Auszug
* * * * * * * * *

Am 21. Februar 1938, kurz vor dem "Anschluss" Österreichs an das nationalsozialistische Deutschland, marschieren 500 Menschen in einem Fackelzug durch Wattens. Die Mehrheit der Teilnehmer, so berichtet die Gendarmerie etwas später, sind Mitarbeiter des Swarovski-Werks in dem Tiroler Ort. Mit dabei sind zwei Erben aus der Swarovski-Familie, Wilhelm und Friedrich. Der Marsch endet mit "Sieg Heil"- und "Heil Hitler"-Rufen" und den ersten Strophen des Deutschlandliedes, dem bekannten "Deutschland, Deutschland über alles".

Diese Episode findet sich in einem Aufsatz, den der Historiker Dieter Stiefel soeben in einem historischen Fachjournal namens Contemporary Austrian Studies publiziert hat. Der erwähnte Beitrag ist die kurze Zusammenfassung zweier Bücher, die Stiefel in den vergangenen Jahren über Swarovski geschrieben hat. Beide Bücher beleuchten die Rolle der Firma und ihrer Eigentümer während der NS-Zeit. Beide Bücher dürfen bis heute nicht veröffentlicht werden, der Konzern hat sie verräumt – obwohl das Unternehmen die historische Aufarbeitung bei Stiefel selbst in Auftrag gegeben hat.

"Wir wollen proaktiv mit unserer Geschichte umgehen", sagt Markus Langes-Swarovski, einer der einflussreichsten Vertreter der Familie heute (siehe Interview rechts). Aber was ist dazwischengekommen? Die folgende Geschichte beleuchtet die Vergangenheit eines der renommiertesten österreichischen Familienunternehmen, dessen führende Köpfe enge Verflechtungen mit dem NS-Regime hatten.

Sie handelt zugleich davon, wie schwer es selbst heute, mehr als 70 Jahre nach dem Ende der NS-Zeit, fallen kann, sich seiner Vergangenheit zu stellen. Swarovski ist ein Unternehmen, dessen Führung zwischen dem Wunsch, die eigene Geschichte aufzuarbeiten, und der Furcht vor möglichen negativen Konsequenzen einer solchen Transparenz hin- und hergerissen ist.

Ein Foto aus dem Jahr 1935 mit den wichtigsten Akteuren bei Swarovski: Firmengründer Daniel Swarovski und seine drei Söhne Wilhelm, Friedrich und Alfred.
Foto: Swarovski Corporate Archive

Der Grundstein für das heutige Unternehmen wird im böhmischen Gablonz Ende des 19. Jahrhunderts gelegt. Der Ort ist damals weltbekannt für seine Glasperlenproduktion. 1891 entwickelt Daniel Swarovski, er ist Handwerker, eine maschinelle Schleifmaschine für Glas. Das Gerät ermöglicht es, den Glasschmuck industriell herzustellen, statt ihn wie bisher in mühevoller Handarbeit zu erzeugen.

* * * * * * * * *

Dateneinträge
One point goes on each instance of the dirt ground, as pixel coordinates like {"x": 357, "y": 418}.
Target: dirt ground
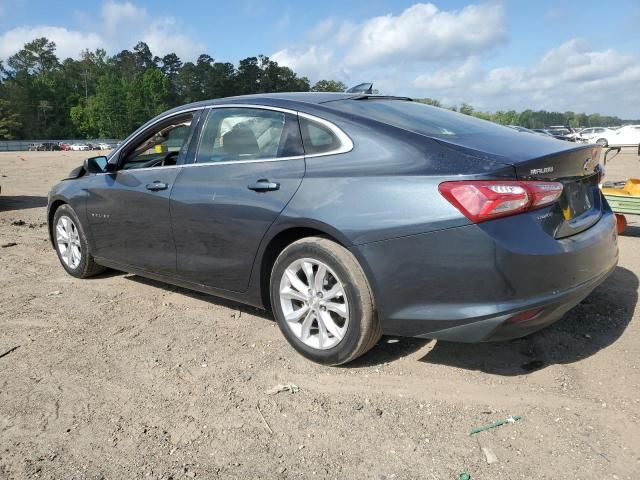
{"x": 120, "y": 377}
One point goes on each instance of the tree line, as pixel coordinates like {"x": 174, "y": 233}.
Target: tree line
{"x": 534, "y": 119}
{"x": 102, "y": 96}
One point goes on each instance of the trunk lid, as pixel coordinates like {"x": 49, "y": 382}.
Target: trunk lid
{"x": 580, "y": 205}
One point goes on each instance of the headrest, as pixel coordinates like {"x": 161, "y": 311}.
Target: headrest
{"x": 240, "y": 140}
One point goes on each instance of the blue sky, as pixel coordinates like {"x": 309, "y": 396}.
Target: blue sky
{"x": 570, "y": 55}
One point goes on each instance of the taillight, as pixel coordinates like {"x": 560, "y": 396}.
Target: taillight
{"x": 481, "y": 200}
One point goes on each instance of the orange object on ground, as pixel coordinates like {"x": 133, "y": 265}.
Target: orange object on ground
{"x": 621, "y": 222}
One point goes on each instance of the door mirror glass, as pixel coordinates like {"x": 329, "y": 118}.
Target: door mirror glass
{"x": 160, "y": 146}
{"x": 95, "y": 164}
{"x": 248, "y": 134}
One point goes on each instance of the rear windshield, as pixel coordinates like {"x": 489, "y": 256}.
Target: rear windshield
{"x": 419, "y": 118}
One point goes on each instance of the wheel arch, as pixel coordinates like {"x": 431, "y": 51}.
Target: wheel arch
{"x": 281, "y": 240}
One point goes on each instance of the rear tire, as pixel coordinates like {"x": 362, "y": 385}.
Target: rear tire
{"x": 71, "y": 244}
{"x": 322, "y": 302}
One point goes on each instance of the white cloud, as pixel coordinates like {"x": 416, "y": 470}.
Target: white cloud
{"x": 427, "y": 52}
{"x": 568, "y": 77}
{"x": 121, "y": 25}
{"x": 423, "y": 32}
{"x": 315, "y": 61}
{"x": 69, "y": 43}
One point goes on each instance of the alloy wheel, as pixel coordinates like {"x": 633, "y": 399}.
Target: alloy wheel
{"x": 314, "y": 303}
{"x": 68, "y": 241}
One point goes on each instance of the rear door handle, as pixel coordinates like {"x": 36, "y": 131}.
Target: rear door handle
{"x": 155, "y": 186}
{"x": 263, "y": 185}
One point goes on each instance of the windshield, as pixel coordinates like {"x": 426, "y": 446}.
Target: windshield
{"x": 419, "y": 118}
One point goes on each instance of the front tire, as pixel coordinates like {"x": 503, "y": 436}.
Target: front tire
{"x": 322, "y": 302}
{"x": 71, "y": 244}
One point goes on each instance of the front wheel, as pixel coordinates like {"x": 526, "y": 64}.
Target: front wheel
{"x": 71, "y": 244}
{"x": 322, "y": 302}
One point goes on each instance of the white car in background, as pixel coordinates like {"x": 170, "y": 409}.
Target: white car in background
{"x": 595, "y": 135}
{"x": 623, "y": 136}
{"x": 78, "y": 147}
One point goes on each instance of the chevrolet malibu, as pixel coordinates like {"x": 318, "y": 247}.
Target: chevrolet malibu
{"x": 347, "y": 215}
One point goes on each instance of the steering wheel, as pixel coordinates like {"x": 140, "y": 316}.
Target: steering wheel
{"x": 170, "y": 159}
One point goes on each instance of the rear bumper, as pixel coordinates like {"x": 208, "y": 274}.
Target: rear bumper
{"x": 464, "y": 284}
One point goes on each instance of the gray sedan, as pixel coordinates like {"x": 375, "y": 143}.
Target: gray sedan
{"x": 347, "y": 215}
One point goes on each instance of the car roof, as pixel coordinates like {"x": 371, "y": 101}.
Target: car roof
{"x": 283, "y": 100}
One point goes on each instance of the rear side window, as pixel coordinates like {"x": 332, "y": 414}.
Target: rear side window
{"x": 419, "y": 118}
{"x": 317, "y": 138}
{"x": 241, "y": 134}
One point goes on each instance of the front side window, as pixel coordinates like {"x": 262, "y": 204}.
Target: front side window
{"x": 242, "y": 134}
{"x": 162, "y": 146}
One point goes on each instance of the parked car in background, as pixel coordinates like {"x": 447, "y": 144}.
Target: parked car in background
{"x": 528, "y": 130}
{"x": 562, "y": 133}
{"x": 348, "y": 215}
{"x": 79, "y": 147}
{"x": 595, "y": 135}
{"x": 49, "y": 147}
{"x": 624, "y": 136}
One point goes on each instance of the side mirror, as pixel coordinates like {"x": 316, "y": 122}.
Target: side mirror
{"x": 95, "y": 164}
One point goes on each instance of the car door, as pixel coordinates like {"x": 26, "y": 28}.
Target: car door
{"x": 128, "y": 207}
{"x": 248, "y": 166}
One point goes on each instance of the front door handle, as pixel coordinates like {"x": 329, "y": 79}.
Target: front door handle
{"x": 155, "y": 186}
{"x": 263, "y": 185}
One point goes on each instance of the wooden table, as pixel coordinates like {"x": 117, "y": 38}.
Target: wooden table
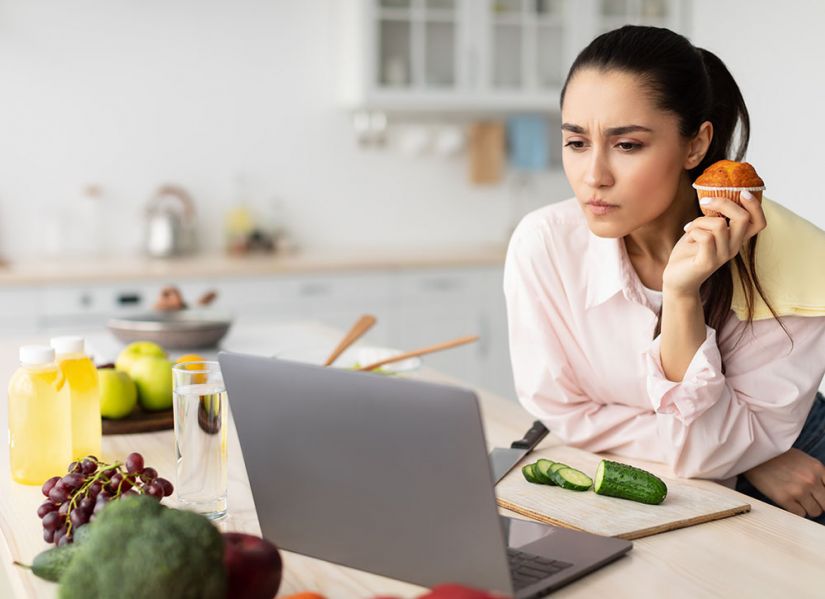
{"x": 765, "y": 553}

* * * * * * * * *

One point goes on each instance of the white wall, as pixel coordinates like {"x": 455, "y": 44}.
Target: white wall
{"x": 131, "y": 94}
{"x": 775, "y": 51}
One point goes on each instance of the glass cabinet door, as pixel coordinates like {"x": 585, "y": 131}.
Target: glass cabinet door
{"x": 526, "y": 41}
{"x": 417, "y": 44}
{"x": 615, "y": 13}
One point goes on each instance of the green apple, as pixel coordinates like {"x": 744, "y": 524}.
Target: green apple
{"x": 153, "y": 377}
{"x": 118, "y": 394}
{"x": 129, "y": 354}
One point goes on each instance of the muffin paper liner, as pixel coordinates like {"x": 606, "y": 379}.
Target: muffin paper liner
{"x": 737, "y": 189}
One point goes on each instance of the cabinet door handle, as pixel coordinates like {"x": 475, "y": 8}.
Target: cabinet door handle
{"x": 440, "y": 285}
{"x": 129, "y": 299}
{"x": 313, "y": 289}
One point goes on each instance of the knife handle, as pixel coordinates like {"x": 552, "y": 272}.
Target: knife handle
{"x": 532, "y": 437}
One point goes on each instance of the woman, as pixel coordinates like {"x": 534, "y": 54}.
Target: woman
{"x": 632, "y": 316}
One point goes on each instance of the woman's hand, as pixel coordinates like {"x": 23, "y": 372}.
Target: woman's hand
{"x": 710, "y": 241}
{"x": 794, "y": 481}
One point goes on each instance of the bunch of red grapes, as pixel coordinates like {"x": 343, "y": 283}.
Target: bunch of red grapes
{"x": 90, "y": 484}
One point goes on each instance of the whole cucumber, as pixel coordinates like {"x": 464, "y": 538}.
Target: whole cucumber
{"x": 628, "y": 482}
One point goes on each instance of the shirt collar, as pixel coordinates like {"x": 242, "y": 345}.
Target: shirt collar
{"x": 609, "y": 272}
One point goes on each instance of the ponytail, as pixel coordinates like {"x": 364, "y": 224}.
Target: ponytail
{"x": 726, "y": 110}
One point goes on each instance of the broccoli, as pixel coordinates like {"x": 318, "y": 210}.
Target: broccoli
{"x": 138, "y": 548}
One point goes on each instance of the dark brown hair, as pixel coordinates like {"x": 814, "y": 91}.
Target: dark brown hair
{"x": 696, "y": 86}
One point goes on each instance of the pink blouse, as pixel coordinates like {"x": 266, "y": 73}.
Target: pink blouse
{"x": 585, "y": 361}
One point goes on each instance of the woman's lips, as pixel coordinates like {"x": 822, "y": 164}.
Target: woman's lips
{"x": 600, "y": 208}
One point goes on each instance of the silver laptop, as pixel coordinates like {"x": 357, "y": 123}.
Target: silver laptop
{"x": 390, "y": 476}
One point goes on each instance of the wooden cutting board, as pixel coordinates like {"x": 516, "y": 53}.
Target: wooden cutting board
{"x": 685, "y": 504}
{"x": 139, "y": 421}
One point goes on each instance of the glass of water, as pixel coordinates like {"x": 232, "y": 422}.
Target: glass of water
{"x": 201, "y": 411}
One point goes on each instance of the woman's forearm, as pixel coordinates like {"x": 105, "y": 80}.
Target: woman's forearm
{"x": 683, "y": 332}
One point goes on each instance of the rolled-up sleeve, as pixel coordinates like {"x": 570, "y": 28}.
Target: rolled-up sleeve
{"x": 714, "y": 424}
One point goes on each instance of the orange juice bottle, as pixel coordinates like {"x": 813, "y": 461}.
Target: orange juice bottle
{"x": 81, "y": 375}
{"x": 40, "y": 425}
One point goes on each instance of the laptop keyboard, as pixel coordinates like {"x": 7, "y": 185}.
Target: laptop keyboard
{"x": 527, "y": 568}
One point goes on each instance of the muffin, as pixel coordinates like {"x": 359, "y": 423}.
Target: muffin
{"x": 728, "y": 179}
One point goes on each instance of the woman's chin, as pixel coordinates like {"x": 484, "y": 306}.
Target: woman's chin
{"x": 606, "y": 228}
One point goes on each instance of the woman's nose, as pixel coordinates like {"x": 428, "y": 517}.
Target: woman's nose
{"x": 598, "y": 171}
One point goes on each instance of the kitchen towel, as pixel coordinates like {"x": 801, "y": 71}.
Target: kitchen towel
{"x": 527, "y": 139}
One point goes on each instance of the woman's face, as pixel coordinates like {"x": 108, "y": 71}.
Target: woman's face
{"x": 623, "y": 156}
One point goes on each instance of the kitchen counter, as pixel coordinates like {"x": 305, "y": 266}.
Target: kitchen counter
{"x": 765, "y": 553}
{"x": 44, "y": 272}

* * * * * * * * *

Aufgabenstellung
A. Gib im Auszug über Swarovski den Abschnitt von "Sie handelt zugleich" bis "Friedrich und Alfred." noch einmal wieder und ersetze darin "Transparenz" durch "Offenheit".
B. Knüpfe an das Ende des Auszugs über Swarovski an und schreibe ihn weiter.

Endergebnisse
A.
Sie handelt zugleich davon, wie schwer es selbst heute, mehr als 70 Jahre nach dem Ende der NS-Zeit, fallen kann, sich seiner Vergangenheit zu stellen. Swarovski ist ein Unternehmen, dessen Führung zwischen dem Wunsch, die eigene Geschichte aufzuarbeiten, und der Furcht vor möglichen negativen Konsequenzen einer solchen Offenheit hin- und hergerissen ist.

Ein Foto aus dem Jahr 1935 mit den wichtigsten Akteuren bei Swarovski: Firmengründer Daniel Swarovski und seine drei Söhne Wilhelm, Friedrich und Alfred.

B.
Der Aufstieg zum Weltkonzern beginnt

Ein jüdischer Händler aus Paris namens Armand Kosmann, der das Unterfangen finanziert, Daniel Swarovski und ein dritter Teilhaber schließen sich zusammen und gründen ein Unternehmen. Bald übersiedeln sie nach Wattens in Tirol, weil dort der für die Produktion so wichtige elektrische Strom dank der Wasserkraft ausreichend vorhanden ist. Swarovski kann durch seine Fertigungstechnik derart kostengünstig produzieren, dass der Modeschmuck für breite Schichten erschwinglich wird. Und so beginnt der Aufstieg zum Großunternehmen.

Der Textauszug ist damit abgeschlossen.